• Task requirements: Revise the data from its first line through the line containing "70, 42, 86, 56", including that line, by changing "foliage" to "greenery". Write out only those lines, with everything else kept the same.

• Entries provided:
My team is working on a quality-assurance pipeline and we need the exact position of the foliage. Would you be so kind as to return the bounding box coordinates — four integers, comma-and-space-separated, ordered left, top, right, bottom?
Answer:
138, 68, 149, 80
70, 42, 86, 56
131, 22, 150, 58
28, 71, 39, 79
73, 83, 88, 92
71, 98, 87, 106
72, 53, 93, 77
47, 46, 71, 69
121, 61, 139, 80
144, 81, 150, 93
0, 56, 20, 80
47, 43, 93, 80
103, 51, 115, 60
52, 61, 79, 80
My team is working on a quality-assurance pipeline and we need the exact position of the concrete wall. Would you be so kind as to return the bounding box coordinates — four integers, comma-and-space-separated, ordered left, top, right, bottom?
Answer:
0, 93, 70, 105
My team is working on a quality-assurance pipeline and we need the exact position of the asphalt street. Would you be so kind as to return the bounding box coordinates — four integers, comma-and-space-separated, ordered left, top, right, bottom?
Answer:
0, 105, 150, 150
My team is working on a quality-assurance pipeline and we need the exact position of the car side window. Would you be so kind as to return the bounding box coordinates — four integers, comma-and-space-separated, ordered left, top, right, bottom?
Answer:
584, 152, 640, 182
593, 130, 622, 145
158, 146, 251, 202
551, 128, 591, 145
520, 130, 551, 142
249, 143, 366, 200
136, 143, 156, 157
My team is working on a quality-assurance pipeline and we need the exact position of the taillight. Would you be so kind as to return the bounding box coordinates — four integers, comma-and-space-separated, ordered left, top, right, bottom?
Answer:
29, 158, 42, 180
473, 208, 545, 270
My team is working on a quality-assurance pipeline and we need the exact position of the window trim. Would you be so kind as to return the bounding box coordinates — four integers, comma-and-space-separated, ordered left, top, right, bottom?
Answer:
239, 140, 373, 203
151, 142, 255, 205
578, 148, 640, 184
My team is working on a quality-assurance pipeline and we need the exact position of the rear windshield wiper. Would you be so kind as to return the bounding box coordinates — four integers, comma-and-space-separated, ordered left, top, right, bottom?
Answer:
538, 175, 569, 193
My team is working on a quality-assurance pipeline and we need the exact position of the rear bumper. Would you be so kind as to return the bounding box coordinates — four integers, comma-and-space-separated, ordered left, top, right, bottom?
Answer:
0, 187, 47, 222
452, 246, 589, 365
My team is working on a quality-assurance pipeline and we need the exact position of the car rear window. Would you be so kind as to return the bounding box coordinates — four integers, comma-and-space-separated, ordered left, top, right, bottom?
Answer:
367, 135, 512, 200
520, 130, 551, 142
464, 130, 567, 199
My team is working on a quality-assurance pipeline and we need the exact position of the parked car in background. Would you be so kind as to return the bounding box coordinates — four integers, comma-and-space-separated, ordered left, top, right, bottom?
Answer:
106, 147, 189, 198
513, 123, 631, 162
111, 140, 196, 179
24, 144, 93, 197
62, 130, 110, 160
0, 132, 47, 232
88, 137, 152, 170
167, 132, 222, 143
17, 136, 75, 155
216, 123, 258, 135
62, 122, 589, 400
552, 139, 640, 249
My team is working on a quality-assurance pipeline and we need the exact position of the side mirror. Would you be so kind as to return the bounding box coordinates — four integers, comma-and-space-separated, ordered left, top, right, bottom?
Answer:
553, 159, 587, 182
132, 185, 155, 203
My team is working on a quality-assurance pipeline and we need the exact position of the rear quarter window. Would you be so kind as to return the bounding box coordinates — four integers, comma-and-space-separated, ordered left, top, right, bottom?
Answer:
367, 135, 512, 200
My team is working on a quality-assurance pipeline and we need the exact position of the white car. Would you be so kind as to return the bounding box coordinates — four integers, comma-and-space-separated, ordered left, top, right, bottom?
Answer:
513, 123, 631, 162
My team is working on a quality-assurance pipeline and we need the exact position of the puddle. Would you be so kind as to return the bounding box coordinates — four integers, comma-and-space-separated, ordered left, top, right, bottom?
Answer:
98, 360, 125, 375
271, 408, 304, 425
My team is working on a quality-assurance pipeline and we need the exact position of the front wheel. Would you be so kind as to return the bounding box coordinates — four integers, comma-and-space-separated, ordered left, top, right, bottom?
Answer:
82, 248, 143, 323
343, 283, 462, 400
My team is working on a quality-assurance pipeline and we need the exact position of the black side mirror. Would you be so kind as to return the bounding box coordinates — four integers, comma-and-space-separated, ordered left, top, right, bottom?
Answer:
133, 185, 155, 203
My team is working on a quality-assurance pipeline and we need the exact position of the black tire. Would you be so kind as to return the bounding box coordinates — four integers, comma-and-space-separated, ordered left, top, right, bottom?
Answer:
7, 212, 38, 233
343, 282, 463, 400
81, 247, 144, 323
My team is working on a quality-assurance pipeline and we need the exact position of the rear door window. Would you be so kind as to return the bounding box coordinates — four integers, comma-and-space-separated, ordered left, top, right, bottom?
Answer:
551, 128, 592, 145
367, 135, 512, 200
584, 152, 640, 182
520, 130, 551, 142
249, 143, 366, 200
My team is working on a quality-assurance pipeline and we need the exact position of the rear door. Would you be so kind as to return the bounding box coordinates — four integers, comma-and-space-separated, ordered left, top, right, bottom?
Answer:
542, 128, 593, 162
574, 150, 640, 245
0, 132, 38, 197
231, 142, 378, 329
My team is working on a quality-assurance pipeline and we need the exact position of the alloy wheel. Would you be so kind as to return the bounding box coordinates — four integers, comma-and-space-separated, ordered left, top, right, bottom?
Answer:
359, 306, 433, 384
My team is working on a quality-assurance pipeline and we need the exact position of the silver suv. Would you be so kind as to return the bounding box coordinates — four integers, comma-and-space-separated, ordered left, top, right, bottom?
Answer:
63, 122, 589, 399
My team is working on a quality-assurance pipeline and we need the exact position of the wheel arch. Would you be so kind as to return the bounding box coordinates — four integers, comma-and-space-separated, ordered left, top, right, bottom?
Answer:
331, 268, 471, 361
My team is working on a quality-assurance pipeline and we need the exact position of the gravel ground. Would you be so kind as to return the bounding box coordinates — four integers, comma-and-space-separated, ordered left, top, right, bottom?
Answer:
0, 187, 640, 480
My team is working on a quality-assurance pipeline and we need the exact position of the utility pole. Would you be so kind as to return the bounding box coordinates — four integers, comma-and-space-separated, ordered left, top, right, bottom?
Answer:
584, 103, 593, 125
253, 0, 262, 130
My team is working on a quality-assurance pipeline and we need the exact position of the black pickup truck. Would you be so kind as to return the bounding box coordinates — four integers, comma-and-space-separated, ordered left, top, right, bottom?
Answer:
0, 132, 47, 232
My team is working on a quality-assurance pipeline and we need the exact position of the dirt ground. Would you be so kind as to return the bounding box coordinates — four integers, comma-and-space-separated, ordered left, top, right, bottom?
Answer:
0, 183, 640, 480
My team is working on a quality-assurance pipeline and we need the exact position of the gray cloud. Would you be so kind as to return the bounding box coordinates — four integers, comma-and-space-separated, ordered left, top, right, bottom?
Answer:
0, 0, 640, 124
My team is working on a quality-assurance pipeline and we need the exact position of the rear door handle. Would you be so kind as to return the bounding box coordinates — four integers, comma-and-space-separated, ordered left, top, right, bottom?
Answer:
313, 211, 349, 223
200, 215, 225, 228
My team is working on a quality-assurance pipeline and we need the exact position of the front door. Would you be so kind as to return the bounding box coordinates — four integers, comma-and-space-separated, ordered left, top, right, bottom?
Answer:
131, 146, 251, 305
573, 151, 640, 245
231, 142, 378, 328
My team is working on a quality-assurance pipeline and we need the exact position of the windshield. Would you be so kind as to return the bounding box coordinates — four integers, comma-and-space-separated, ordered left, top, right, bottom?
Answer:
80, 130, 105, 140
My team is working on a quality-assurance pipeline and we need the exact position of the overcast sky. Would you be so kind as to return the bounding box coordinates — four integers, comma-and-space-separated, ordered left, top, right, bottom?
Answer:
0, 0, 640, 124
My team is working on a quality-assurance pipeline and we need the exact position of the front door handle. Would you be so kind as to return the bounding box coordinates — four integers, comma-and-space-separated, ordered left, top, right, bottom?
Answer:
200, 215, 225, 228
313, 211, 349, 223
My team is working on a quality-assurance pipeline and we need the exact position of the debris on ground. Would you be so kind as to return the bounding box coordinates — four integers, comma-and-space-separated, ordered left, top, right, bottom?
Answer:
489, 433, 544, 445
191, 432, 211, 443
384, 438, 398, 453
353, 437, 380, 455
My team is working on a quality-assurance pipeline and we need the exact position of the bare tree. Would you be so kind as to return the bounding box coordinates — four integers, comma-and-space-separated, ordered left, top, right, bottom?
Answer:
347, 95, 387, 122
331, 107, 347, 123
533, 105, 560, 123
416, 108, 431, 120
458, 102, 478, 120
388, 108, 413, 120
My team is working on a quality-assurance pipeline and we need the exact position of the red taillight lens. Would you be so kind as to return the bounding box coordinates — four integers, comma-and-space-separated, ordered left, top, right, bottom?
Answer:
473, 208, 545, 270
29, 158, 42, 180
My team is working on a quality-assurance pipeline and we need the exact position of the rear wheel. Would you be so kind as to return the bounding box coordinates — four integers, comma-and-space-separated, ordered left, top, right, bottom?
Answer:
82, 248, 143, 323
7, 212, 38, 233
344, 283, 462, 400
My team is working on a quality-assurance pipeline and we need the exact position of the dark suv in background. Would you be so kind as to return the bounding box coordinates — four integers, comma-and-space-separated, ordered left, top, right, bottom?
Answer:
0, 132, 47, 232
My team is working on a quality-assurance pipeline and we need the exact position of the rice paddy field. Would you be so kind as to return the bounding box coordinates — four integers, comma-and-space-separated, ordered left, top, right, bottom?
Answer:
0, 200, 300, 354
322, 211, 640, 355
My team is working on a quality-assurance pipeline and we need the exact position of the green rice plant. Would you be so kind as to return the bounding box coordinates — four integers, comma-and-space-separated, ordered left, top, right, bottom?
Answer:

• Result of this task:
My team is working on a quality-assurance pipeline and we need the exact position of the greenery. Would you be so kind as to return the bounding box coordinates — four integers, comma-and-space-separated, ordered left, top, right, bottom?
Answer:
138, 68, 149, 80
70, 42, 86, 56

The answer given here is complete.